I don’t think we’ll know exactly what the lasting impacts are as of yet. I think there will be lots of things that will change about the theatre community itself and that inevitably will change the work that gets produced. Our relationship to it will be different. Every industry is going to be thinking about how they do work now.

All of this experimenting online will not go away after Covid. That will remain in some way as part of theatre.

Some artists have turned to You Tube and online streaming to showcase their work. What are your comments and thoughts about streaming? Is this something that the actor/theatre may have to utilize going forward into the unknown?

I’m kind of on both sides of it. Personally, as a performer, I have no interest and as a director I have no interest. For Company Theatre we quickly thought about it, but it wasn’t right for us.

We’re so much about the live experience and what live performance is versus other mediums. That’s really what we do and what we’re passionate about. It felt inauthentic for us to pursue it in any way. Most actors who perform on theatre stages in this country also perform in film and on tv, and I love film and tv as an art form. It felt like any of my time or effort was better served for me personally more kind of traditional film and television than trying to turn theatre into streaming.

On the ‘Intermission’ magazine side, because ‘Intermission’ serves the whole community, we have been trying to find ways to embrace and support that work. We’re about to launch an initiative so we will use ‘Intermission’ to broadcast streamed performances – some of them will be live, some of them will be re-broadcasts of what theatres have already done to give a second life to it.

In terms of compensation, there’s really no financial model around it. At least for me, it will serve us better to try and get support from the people who support us whether that’s the public funders or our main supporters, our donors, corporate supporters and then trying to sell directly to patrons and audiences at this point.

Now I know that other people in the community think much differently, and I know there’s a lot of pressure to get some revenue out of these streaming performances. It’s a new art form and I think we would do better long term to offer that to audiences for free, see what the reaction is, build some habit around them consuming theatre in this way and then see if we can build from there. I think if we try to charge right away, I just don’t know what kind of success people will have with that model and whether it will be worth the small amount of revenue that we might be able to bring in. We’re going to shoot ourselves in the foot if we’re trying to grow this as an aspect of theatre.

### Work item
Carry on the interview about theatre and online streaming, starting right after its last sentence. The collection entries are separate material and have no connection to the interview text.

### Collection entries

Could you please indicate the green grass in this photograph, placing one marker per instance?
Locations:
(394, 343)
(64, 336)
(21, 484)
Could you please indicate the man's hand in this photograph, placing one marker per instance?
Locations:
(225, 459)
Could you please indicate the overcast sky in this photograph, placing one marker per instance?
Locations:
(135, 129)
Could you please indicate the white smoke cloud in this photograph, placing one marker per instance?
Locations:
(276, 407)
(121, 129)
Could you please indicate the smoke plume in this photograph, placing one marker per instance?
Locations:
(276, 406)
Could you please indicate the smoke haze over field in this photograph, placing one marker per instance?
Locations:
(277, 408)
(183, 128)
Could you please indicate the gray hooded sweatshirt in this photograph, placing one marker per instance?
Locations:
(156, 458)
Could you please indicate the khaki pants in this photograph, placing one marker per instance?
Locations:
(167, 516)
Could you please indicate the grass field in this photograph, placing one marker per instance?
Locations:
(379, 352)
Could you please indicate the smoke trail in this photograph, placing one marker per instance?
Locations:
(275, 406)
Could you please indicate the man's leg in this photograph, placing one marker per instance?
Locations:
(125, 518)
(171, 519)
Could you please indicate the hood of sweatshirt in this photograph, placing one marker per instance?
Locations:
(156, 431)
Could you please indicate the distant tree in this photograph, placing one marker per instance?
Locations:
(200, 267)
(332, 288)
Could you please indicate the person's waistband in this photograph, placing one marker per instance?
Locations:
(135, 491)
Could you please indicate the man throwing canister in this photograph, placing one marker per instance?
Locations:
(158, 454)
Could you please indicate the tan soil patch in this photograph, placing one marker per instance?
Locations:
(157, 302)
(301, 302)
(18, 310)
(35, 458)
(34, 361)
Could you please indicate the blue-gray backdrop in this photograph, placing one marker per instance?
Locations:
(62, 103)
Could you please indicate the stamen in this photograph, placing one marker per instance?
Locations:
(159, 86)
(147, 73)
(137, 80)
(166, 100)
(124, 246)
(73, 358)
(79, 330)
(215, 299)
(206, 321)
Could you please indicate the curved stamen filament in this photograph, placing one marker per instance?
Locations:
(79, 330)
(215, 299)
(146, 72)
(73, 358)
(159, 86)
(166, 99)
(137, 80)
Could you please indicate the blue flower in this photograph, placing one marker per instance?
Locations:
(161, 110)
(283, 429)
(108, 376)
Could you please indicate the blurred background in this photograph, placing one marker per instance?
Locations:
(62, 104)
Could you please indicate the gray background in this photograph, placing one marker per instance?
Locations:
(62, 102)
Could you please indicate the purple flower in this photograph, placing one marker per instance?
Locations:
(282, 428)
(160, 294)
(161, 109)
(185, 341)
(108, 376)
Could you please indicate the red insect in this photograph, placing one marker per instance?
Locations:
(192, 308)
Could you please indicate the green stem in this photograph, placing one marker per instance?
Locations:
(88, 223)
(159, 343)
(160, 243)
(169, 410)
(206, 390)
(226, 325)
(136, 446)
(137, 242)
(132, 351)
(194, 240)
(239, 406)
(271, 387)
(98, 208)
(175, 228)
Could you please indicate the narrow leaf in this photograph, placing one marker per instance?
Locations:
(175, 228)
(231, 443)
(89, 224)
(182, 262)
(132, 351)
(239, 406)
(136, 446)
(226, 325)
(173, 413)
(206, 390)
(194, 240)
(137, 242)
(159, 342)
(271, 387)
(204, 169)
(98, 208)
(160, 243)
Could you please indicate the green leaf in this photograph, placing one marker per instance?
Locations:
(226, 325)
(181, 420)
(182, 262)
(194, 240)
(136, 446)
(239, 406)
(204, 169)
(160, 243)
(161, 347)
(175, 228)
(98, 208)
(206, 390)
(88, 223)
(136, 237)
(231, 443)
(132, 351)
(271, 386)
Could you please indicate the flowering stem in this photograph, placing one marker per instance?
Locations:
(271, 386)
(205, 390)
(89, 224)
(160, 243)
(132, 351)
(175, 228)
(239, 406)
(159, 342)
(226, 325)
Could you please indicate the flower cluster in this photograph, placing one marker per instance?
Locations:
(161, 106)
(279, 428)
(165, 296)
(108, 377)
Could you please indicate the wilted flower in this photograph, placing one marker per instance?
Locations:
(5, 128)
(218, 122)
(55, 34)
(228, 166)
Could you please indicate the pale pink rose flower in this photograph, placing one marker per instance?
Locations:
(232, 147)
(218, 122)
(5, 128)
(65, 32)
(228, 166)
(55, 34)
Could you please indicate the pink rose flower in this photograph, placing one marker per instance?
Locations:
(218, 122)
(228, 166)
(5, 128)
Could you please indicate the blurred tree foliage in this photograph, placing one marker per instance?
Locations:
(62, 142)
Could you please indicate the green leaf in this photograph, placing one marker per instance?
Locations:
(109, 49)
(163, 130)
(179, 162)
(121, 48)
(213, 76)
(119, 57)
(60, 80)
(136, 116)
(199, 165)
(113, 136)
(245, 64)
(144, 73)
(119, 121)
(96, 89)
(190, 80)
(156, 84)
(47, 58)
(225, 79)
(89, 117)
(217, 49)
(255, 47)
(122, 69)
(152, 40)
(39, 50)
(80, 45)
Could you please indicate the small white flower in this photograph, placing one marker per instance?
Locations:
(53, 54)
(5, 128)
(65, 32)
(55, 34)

### Response below
One of the exciting things about this for me and ‘Intermission’ is the fact theatre is so localized and how the streaming allows us to show the performance in Alberta, Vancouver or wherever. That’s exciting and how to compensate artists for their time is a tricky one. It’s just the reality around it if there is a sustainable financial model for it. I don’t know, but if we can get support from different streams, I definitely think that financial support should go to the artists for sure as much as possible.

Ultimately we’re all in this together, and if there is a desire to create this online theatre world, there’s going to be some sacrifice from all of us for the time and effort and resources behind it without expecting much back in return.

Despite all this fraught tension, drama and confusion, what is it about performing that Covid will never destroy for you?

To me it’s about connection and community. Theatre is about building community and that’s what we’re being reminded of during this absence.

At its best, that’s what live performance can do. It can make you feel more connected to your loved ones, to you, to the human condition. Most of these are all to do with connection to others.

I’m hopeful it will give us a better appreciation for all that.